╭──

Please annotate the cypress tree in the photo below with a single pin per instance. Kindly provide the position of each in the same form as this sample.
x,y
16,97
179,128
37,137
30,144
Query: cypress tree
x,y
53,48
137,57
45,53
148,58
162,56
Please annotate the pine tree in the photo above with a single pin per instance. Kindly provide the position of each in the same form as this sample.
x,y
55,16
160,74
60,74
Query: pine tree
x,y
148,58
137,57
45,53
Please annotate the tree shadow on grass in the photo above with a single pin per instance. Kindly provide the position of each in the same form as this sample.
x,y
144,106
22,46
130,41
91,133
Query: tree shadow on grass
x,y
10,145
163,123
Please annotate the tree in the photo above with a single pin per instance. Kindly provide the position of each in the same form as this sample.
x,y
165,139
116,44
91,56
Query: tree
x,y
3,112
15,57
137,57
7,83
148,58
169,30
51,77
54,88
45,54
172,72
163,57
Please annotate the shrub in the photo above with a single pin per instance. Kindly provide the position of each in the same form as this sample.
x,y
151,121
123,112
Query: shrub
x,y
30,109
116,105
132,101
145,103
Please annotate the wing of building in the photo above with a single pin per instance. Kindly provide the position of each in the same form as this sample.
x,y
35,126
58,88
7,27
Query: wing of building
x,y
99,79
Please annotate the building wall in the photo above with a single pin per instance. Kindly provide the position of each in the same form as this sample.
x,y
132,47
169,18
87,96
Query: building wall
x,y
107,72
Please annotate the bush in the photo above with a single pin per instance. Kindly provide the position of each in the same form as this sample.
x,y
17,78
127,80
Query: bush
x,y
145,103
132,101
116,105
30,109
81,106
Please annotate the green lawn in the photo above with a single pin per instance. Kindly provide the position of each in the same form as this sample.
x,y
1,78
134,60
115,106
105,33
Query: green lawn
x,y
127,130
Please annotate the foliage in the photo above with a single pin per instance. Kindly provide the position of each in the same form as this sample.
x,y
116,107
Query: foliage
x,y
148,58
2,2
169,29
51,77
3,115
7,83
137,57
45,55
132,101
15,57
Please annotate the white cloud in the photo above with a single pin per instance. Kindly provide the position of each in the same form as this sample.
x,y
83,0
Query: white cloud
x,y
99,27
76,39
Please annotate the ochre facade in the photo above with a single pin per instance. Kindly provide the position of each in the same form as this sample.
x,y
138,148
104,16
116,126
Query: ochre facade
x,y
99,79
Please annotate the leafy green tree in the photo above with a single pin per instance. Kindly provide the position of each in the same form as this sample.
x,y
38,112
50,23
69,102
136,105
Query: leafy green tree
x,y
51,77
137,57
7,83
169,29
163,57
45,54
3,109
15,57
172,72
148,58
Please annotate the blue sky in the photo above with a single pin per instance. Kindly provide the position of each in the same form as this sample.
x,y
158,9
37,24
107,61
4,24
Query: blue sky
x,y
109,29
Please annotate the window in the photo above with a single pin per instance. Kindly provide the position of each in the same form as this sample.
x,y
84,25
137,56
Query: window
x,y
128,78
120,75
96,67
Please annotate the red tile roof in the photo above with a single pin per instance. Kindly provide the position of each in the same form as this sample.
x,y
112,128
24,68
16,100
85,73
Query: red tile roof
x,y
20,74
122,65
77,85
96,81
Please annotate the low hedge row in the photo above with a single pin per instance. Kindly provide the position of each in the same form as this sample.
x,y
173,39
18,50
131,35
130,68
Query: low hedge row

╰──

### Problem requirements
All entries are to be copied exactly as they read.

### Your response
Please annotate the cypress tree in the photo below with a single pin per instance. Kindly provide the position of each in the same form as this sample.
x,y
16,97
179,128
37,137
30,144
Query: cypress tree
x,y
53,48
137,57
45,53
148,58
162,56
Please annotate the pine tree in the photo above with a single pin per instance. Kindly provide the position of each in the same form as this sample.
x,y
55,16
160,74
60,74
Query: pine tree
x,y
148,58
137,57
45,53
Please annotate the tree shadow on grass in the photo above with a single pin per instance. Kindly provide the position of each in the same form as this sample.
x,y
144,106
22,46
130,41
91,133
Query: tree shadow on grass
x,y
10,145
163,123
Please annotate the tree in the photo above with a single pin per instance. Kindly provide the position of each in the same form as this sample.
x,y
165,139
116,44
91,56
Query: tree
x,y
3,112
15,57
137,57
7,83
148,58
169,30
51,77
54,88
45,54
172,72
163,57
Please annotate the shrub in the photo above with a single pin per instance. Kindly provide the position of each in the same form as this sample.
x,y
151,121
123,112
Query: shrub
x,y
30,109
116,105
132,101
145,103
Please annotate the wing of building in the photo above with a single pin per instance. Kindly provide the position of each in the same form as this sample.
x,y
35,126
58,88
7,27
Query: wing of building
x,y
99,79
Please annotate the building wall in the photo above with a single pin per instance. Kindly provide the position of each in the same form as this sample.
x,y
132,47
169,18
87,96
Query: building wall
x,y
107,72
Please annotate the bush in the photo above with a single pin per instance. Kindly provide the position of each in the same form as this sample.
x,y
17,78
127,80
Query: bush
x,y
145,103
132,101
116,105
30,109
81,106
Please annotate the green lawn in the photo above with a single pin per instance. Kindly provide the position of each in the same form as this sample.
x,y
1,78
134,60
115,106
105,33
Query: green lawn
x,y
127,130
Please annotate the foliage in the photo above with a single pin per instance. Kindly provide the position of each in the same form as this sample.
x,y
116,107
Query: foliage
x,y
148,58
2,2
169,29
51,77
3,115
7,83
137,57
45,55
132,101
15,57
Please annotate the white cloud in the photo above with a single pin per instance. Kindly provide the position of each in the same form as this sample.
x,y
83,0
Query: white cloud
x,y
99,27
76,39
Please annotate the ochre facade in the photo above with a single pin per instance. Kindly provide the position of each in the same form as this sample.
x,y
138,148
104,16
116,126
Query: ochre facade
x,y
99,79
Please annotate the leafy green tree in the photo above with a single pin per instance. Kindly provide the position of each in the same form as this sample.
x,y
38,112
50,23
69,102
136,105
Query: leafy green tree
x,y
51,77
137,57
7,83
169,29
163,57
45,54
3,109
15,57
172,72
148,58
Please annotate the blue sky in the photo above with a single pin per instance. Kindly provide the position of each in the same form as this sample.
x,y
158,9
37,24
107,61
4,24
Query: blue sky
x,y
109,29
Please annotate the window in the photo above with a single pin per instance. Kindly provide the position of each in the same form as this sample.
x,y
84,25
137,56
Query: window
x,y
128,78
120,75
96,67
Please annotate the red tile roof in the photo above with a single pin per instance. Kindly provide the position of each in the same form as this sample.
x,y
112,128
24,68
16,100
85,73
Query: red tile roof
x,y
20,74
122,65
77,85
96,81
Please annotate the low hedge row in the photo above with a single pin per instance. Kindly provide the position of each in the same form as this sample.
x,y
173,39
18,50
131,35
130,68
Query: low hedge row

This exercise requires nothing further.